**Work instructions:**
Copy the rows verbatim, beginning at the start of the rows and ending with the line that contains "[514,259,640,278]", including that line. Leave the pictures out of your copy.

Box annotations for photos:
--------
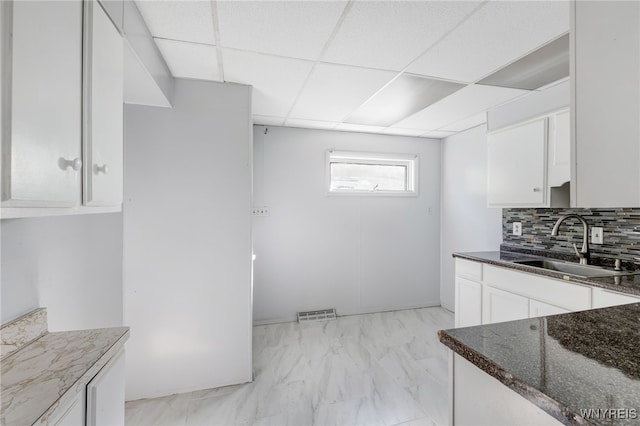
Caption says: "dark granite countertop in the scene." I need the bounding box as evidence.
[438,303,640,425]
[453,250,640,296]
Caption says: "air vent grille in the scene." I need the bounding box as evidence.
[298,308,336,322]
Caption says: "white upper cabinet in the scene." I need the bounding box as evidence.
[487,118,547,207]
[0,0,82,207]
[487,108,571,207]
[83,1,123,206]
[547,109,571,187]
[0,0,123,218]
[571,1,640,207]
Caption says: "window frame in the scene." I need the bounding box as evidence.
[325,149,420,197]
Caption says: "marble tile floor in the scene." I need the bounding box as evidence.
[126,308,453,426]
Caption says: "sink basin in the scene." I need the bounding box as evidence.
[514,259,640,278]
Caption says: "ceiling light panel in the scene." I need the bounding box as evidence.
[441,112,487,132]
[345,74,465,127]
[155,39,222,81]
[135,0,216,44]
[381,127,432,136]
[221,49,313,117]
[322,1,481,71]
[251,114,284,126]
[217,1,347,60]
[422,130,456,139]
[290,63,396,122]
[336,123,384,133]
[396,84,529,132]
[407,1,569,82]
[285,118,338,130]
[478,34,569,90]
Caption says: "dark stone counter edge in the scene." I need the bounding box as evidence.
[438,330,594,426]
[452,252,640,296]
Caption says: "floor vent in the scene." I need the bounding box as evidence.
[298,308,336,322]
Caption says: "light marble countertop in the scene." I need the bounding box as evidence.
[0,327,129,425]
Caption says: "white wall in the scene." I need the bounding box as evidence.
[440,125,502,310]
[253,126,440,323]
[123,80,252,400]
[0,213,122,331]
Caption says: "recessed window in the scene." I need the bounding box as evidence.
[327,151,418,195]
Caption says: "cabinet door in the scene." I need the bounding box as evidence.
[529,300,571,318]
[592,288,640,308]
[571,1,640,208]
[0,0,82,207]
[482,286,529,324]
[83,0,123,206]
[86,351,125,426]
[49,392,85,426]
[455,277,482,327]
[548,110,571,186]
[487,118,547,207]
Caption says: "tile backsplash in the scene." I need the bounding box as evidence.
[502,208,640,262]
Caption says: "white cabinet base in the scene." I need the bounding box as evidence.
[86,351,125,426]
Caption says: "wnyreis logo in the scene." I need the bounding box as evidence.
[580,408,638,420]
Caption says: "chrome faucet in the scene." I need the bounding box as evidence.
[551,214,590,265]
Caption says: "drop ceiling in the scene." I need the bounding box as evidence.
[136,0,569,138]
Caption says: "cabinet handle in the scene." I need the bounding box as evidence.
[93,164,109,175]
[59,158,82,172]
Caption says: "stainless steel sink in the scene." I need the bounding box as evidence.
[513,259,640,278]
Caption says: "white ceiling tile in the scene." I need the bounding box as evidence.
[156,39,222,81]
[336,123,384,133]
[252,114,284,126]
[440,112,487,132]
[284,118,338,130]
[408,0,569,82]
[322,1,481,71]
[217,1,347,60]
[420,130,457,139]
[135,0,216,44]
[290,63,396,122]
[381,127,432,136]
[221,49,314,117]
[394,84,529,132]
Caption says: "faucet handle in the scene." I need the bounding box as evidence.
[573,243,589,265]
[573,243,584,259]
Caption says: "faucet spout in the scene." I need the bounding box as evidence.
[551,214,590,265]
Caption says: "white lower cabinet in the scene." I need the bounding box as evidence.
[529,299,571,318]
[482,285,529,324]
[455,259,640,327]
[86,351,125,426]
[49,392,85,426]
[46,350,125,426]
[455,277,482,327]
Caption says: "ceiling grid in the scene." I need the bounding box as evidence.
[131,0,569,138]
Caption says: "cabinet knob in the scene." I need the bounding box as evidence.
[59,158,82,172]
[93,164,109,175]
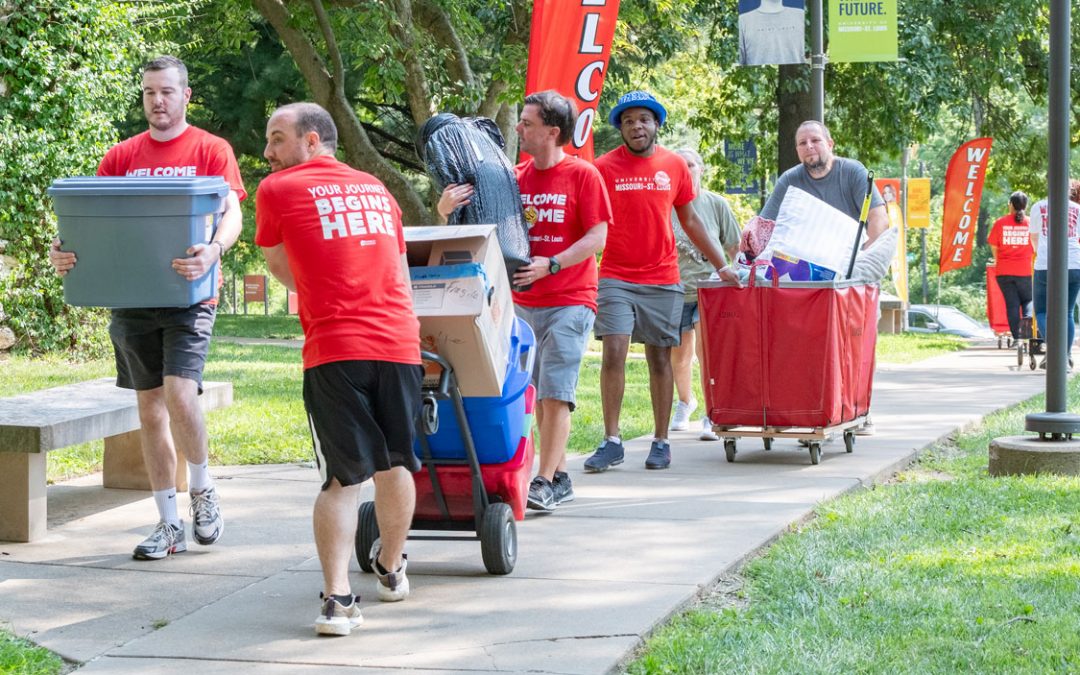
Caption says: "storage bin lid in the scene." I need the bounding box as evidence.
[49,176,232,197]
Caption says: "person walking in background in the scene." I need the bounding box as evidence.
[986,191,1035,340]
[671,148,740,441]
[255,103,423,635]
[498,91,611,511]
[1028,178,1080,368]
[758,120,889,436]
[584,91,735,473]
[49,56,240,561]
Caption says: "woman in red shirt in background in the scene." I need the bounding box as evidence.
[987,191,1035,340]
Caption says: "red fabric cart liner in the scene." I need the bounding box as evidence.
[986,265,1009,335]
[698,282,878,427]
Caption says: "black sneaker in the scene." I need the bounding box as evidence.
[645,441,672,469]
[551,471,573,504]
[585,441,623,473]
[527,476,558,511]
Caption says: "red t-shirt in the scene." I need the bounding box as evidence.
[514,156,611,312]
[986,215,1035,276]
[97,125,247,201]
[596,146,693,284]
[255,156,420,368]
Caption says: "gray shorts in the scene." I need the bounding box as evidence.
[109,302,217,393]
[678,302,701,333]
[596,279,685,347]
[514,305,596,410]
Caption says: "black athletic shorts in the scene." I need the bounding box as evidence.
[303,361,423,490]
[109,302,217,393]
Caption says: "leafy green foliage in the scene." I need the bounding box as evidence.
[0,630,65,675]
[0,0,187,354]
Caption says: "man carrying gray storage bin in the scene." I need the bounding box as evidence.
[49,56,247,559]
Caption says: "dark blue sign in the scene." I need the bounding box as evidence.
[724,140,758,194]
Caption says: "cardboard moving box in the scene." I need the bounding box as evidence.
[405,225,514,396]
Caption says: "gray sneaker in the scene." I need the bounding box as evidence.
[526,476,557,511]
[585,440,625,473]
[315,593,364,635]
[132,521,188,561]
[645,441,672,469]
[188,487,225,546]
[551,471,573,504]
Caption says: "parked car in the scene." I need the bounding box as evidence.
[907,305,994,340]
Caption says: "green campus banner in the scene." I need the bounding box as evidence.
[828,0,897,63]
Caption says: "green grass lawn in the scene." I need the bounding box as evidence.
[0,326,1049,674]
[0,630,65,675]
[0,328,963,482]
[0,342,311,482]
[214,314,303,340]
[877,333,968,363]
[629,379,1080,674]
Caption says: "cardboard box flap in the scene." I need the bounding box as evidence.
[405,225,502,267]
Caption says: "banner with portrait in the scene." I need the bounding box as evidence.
[907,178,930,229]
[739,0,807,66]
[874,178,907,302]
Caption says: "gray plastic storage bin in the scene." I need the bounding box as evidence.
[49,176,231,307]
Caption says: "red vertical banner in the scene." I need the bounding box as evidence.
[937,138,994,274]
[525,0,619,162]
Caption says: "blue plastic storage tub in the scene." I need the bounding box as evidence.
[49,176,230,308]
[413,318,536,464]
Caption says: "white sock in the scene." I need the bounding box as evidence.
[188,460,214,492]
[153,487,180,527]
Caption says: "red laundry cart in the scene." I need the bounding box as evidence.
[698,275,878,464]
[986,262,1012,349]
[355,319,536,575]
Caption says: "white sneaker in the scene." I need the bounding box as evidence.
[667,399,698,431]
[698,417,720,441]
[315,593,364,635]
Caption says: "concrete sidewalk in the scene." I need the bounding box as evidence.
[0,348,1044,675]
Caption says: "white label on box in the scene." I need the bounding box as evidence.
[413,282,446,310]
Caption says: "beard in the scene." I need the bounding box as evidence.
[802,154,828,173]
[622,130,659,154]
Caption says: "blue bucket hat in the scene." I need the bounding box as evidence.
[608,91,667,129]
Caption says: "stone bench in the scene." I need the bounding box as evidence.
[0,378,232,541]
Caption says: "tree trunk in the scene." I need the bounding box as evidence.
[253,0,434,225]
[777,64,813,176]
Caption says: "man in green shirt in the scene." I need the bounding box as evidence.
[671,149,740,441]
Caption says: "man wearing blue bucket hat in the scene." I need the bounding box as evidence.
[585,91,725,473]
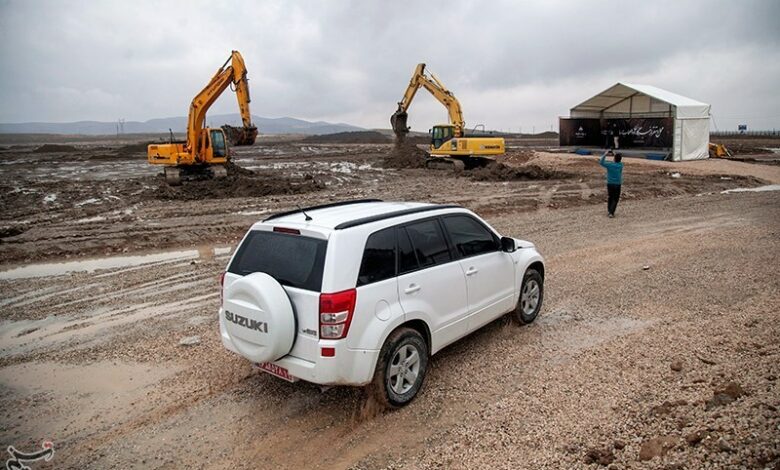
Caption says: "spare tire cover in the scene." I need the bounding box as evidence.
[222,273,295,362]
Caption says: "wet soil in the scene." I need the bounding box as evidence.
[302,131,392,144]
[33,144,78,153]
[0,134,780,469]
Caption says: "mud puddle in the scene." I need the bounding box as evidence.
[0,246,233,280]
[0,361,182,446]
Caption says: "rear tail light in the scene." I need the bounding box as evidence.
[219,271,225,305]
[320,289,357,339]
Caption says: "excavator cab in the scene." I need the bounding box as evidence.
--------
**Final result:**
Caption says: "dark granite countertop in the scene." I need the bounding box as evidence.
[438,303,640,425]
[453,250,640,296]
Caption says: "air vent grille in the scene." I need the bounding box as evidence.
[298,308,336,322]
Caption says: "white upper cabinet in the scene." I need the bounding box as evidence.
[487,118,547,207]
[0,0,82,207]
[487,108,571,207]
[83,1,123,206]
[547,109,571,187]
[0,0,123,218]
[571,1,640,207]
Caption says: "window frame in the scene." I need the bounding box as evidence.
[325,149,420,197]
Caption says: "marble tile floor in the scene." I need the bounding box as evidence.
[126,308,453,426]
Caption says: "sink basin in the scene." I need the bounding box as evidence.
[514,259,640,278]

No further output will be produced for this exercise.